Aim of the task - Take the data below and extract the lines from the one with "the man's ear" to the one with "of the chair", inclusive, exactly as written.

(Dataset items)
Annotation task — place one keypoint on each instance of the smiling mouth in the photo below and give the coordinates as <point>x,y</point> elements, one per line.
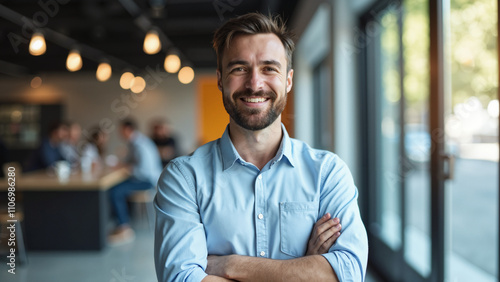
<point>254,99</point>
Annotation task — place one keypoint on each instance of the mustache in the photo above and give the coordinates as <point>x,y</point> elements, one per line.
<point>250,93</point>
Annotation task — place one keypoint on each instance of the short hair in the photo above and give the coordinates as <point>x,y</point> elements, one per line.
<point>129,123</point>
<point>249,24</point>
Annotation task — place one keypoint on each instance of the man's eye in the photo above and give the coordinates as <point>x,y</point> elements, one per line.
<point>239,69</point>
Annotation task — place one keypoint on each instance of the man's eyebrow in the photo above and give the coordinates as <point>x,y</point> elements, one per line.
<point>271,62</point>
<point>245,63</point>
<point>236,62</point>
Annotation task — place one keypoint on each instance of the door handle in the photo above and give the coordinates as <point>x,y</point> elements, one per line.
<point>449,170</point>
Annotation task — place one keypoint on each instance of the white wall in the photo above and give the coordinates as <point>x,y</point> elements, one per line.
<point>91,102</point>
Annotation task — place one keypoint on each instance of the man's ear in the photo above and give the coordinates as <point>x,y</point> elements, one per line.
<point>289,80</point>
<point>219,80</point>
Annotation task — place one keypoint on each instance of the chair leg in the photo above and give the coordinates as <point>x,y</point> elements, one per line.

--

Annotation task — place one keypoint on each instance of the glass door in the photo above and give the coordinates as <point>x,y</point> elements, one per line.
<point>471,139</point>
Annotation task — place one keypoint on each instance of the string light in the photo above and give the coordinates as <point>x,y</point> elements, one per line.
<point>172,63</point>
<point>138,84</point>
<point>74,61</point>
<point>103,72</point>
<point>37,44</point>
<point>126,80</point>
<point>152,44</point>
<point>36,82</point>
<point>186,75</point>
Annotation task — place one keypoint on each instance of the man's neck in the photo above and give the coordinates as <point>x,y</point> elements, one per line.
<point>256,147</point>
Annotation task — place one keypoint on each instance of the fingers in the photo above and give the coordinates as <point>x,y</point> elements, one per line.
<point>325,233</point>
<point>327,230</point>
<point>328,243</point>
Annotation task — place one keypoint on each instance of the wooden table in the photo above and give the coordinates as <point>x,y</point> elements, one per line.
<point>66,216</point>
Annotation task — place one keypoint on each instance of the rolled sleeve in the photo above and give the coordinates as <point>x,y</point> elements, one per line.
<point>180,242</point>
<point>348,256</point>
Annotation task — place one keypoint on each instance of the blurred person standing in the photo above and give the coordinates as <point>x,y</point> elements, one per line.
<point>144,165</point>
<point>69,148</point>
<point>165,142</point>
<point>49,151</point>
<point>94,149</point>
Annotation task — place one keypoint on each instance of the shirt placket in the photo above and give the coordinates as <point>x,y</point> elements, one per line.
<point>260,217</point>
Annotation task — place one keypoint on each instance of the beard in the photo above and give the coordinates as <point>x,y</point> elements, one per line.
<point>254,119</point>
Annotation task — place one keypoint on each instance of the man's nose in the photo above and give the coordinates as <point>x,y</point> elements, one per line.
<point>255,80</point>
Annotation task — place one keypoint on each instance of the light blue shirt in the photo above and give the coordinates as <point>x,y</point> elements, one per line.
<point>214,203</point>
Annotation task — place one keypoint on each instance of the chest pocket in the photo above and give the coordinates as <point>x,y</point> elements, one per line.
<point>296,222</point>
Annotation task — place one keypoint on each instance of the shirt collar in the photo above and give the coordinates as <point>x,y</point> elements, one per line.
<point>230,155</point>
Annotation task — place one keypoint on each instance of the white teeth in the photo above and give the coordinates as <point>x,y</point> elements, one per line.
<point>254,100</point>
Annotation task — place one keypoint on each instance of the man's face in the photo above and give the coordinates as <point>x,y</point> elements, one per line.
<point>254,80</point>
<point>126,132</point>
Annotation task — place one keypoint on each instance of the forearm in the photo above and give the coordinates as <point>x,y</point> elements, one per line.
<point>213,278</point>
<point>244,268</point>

* * *

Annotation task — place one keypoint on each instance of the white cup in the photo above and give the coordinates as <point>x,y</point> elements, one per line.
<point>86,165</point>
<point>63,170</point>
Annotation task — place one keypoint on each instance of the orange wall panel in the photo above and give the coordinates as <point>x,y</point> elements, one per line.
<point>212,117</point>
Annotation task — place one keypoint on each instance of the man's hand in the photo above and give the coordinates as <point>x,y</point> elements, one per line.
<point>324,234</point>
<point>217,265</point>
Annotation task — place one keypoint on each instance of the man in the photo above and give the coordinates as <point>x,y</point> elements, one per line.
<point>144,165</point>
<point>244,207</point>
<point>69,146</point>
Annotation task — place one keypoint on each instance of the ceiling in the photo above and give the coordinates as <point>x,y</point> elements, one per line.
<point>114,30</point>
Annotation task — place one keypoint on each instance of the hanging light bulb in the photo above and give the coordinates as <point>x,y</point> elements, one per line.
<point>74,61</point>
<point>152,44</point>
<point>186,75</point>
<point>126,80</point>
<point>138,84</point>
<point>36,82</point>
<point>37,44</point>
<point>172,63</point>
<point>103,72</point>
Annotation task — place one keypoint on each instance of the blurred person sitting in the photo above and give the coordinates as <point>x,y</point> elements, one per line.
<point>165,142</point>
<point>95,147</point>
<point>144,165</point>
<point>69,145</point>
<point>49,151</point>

Solution for this task -
Annotation task — place one keypoint on each instance of the man's ear in the photo above and give the coordinates as <point>x,y</point> elements, one per line.
<point>289,80</point>
<point>219,80</point>
Annotation task — place one keypoint on each instance of the chair leg in the photo above and give the coordinates as <point>x,y</point> elements, one per line.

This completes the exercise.